Reproduce the material starting with the line containing "Using the specimen image, mark the white" and continuing through the line containing "[324,885,379,916]", with "metal pole" swapped for "steel pole" and everything else left as it stands.

# Raw data:
****************

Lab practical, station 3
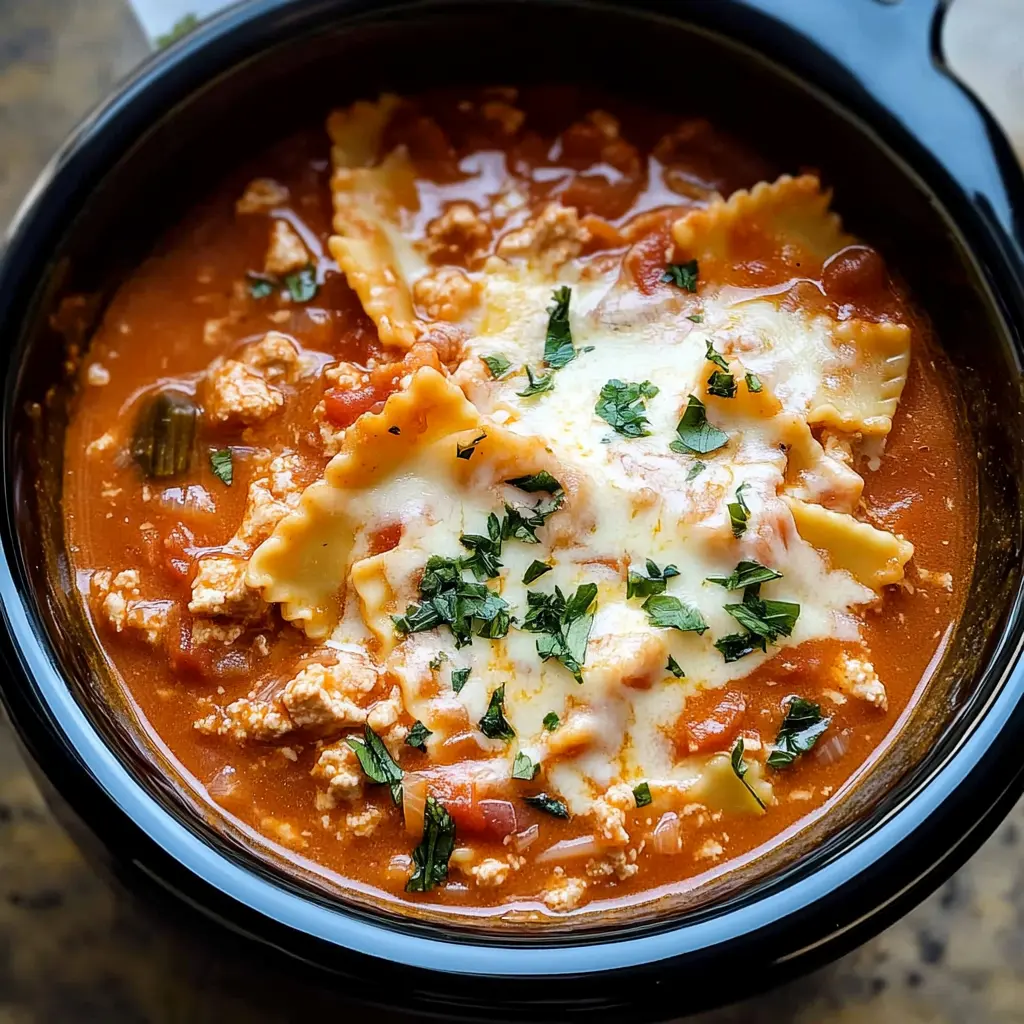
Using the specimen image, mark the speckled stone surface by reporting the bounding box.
[0,0,1024,1024]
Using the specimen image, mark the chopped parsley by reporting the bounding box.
[285,266,318,302]
[210,449,234,487]
[246,270,278,299]
[522,583,597,683]
[726,483,751,538]
[730,736,766,810]
[406,797,455,893]
[522,793,569,819]
[707,558,782,590]
[662,259,697,292]
[768,696,831,768]
[477,683,515,740]
[406,719,433,751]
[502,493,565,544]
[505,469,562,495]
[522,558,551,586]
[708,370,736,398]
[455,433,487,462]
[669,394,729,455]
[391,555,512,647]
[594,379,657,437]
[345,725,402,805]
[640,594,708,634]
[516,367,555,398]
[512,751,541,782]
[544,285,580,370]
[459,512,502,581]
[626,558,679,598]
[483,355,512,380]
[665,654,686,679]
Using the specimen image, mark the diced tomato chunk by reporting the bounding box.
[683,692,746,754]
[324,386,380,427]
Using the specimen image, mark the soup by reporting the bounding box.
[63,89,977,920]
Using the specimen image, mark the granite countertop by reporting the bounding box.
[0,0,1024,1024]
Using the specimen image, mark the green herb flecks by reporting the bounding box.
[670,394,729,455]
[406,797,455,893]
[477,683,515,740]
[626,558,679,598]
[522,793,569,820]
[662,259,697,292]
[768,696,831,768]
[512,751,541,782]
[730,737,766,810]
[640,594,708,634]
[406,719,433,751]
[210,449,234,487]
[522,583,597,683]
[594,380,657,437]
[345,725,402,805]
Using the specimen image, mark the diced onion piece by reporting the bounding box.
[537,836,604,864]
[512,822,541,853]
[401,771,427,836]
[650,811,683,856]
[814,729,850,765]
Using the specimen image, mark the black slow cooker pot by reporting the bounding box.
[0,0,1024,1021]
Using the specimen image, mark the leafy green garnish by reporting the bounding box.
[640,594,708,634]
[285,266,318,302]
[707,558,782,590]
[210,449,234,487]
[406,719,433,751]
[626,558,679,598]
[594,379,657,437]
[730,736,766,810]
[477,683,515,740]
[516,367,555,398]
[544,285,579,370]
[662,259,697,292]
[522,793,569,819]
[483,355,512,380]
[768,696,831,768]
[246,270,278,299]
[459,512,502,581]
[391,555,512,647]
[670,394,729,455]
[512,751,541,782]
[502,493,565,544]
[505,469,562,495]
[725,587,800,643]
[522,583,597,683]
[715,633,768,663]
[406,797,455,893]
[726,483,751,538]
[455,433,487,461]
[345,725,402,804]
[522,558,551,586]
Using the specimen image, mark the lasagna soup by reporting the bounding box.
[63,88,976,920]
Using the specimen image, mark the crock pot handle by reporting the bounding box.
[745,0,1024,260]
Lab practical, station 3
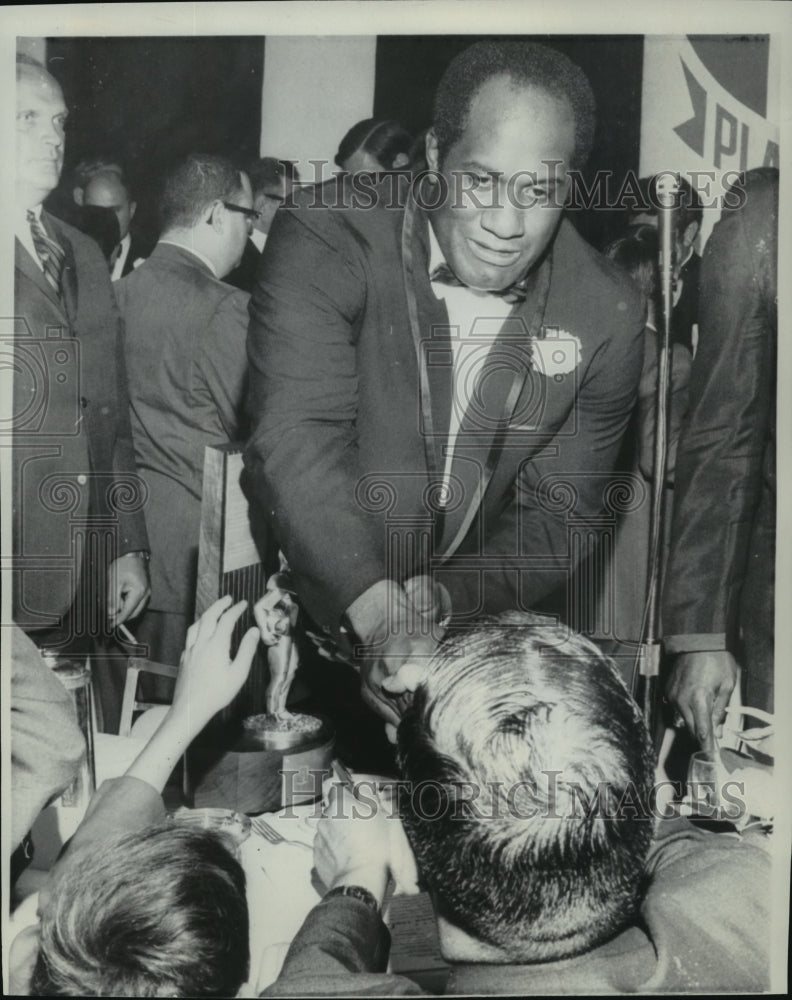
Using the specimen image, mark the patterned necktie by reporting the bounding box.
[429,263,528,304]
[27,209,66,295]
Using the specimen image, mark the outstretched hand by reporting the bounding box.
[666,650,739,753]
[171,596,259,734]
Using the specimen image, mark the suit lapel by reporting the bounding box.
[42,212,78,320]
[402,192,453,479]
[438,247,552,559]
[15,232,69,322]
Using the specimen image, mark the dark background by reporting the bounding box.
[41,35,643,252]
[47,36,264,241]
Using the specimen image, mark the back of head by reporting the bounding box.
[604,226,659,299]
[433,41,595,167]
[399,613,653,962]
[160,153,242,232]
[31,825,249,997]
[335,118,413,170]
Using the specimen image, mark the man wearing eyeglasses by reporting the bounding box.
[225,156,300,292]
[116,153,251,672]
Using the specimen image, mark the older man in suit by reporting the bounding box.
[116,154,256,664]
[225,156,300,294]
[12,56,148,724]
[82,169,146,281]
[246,43,643,721]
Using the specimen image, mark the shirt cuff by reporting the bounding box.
[663,632,727,653]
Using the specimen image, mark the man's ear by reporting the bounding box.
[206,201,226,233]
[426,128,440,170]
[393,153,410,170]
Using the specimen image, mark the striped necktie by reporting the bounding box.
[429,264,527,304]
[27,209,66,295]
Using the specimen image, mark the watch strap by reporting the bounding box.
[324,885,379,915]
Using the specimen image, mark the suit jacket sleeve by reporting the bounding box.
[195,284,249,441]
[438,296,644,612]
[245,211,387,627]
[111,296,149,555]
[55,222,149,555]
[663,184,775,652]
[262,897,423,996]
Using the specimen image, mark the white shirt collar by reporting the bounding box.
[110,233,132,281]
[429,221,447,274]
[158,239,217,277]
[250,229,268,253]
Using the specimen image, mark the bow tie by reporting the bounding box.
[429,263,528,303]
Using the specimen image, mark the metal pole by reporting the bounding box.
[639,172,679,734]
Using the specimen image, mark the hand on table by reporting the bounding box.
[126,597,259,792]
[170,596,259,734]
[347,576,451,737]
[666,650,739,753]
[107,552,151,627]
[314,784,418,905]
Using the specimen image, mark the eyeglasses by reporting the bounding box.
[223,201,261,228]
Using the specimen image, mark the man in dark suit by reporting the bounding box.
[12,56,148,687]
[663,168,778,748]
[116,154,255,664]
[82,170,146,281]
[630,174,702,352]
[225,156,299,294]
[245,43,644,721]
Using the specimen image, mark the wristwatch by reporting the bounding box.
[324,885,379,916]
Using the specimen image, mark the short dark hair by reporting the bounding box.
[335,118,413,170]
[160,153,242,231]
[434,42,596,167]
[16,52,49,79]
[603,225,660,299]
[72,156,132,197]
[398,612,654,962]
[31,825,250,997]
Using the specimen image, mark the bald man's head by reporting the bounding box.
[83,170,137,239]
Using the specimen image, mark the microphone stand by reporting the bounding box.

****************

# Solution to the problem:
Using the specimen image, mark the white shirt collar by reporting the bounding box.
[110,233,132,281]
[429,221,447,274]
[158,239,217,277]
[250,229,268,253]
Using the specimen image, mark the bow tie by reporting the bounding box.
[429,263,528,303]
Using the specimen image, mark the steel pole by reporting the bounding box.
[639,172,679,734]
Using the specimen image, mark the hand on table by reporting the bounding box.
[126,597,259,792]
[170,596,259,734]
[347,576,451,737]
[666,650,739,753]
[107,552,151,627]
[314,784,418,905]
Using the specimen image, mark the eyeglasses by reporting the bounding box.
[223,201,261,228]
Using the specimen image, mark the man in dark suit by reporting the bounding box.
[12,56,148,687]
[663,168,778,748]
[116,154,255,664]
[82,170,146,281]
[630,174,702,352]
[225,156,299,294]
[245,43,644,721]
Using the specimen image, mark the wristwatch by reporting the bounding box.
[324,885,379,916]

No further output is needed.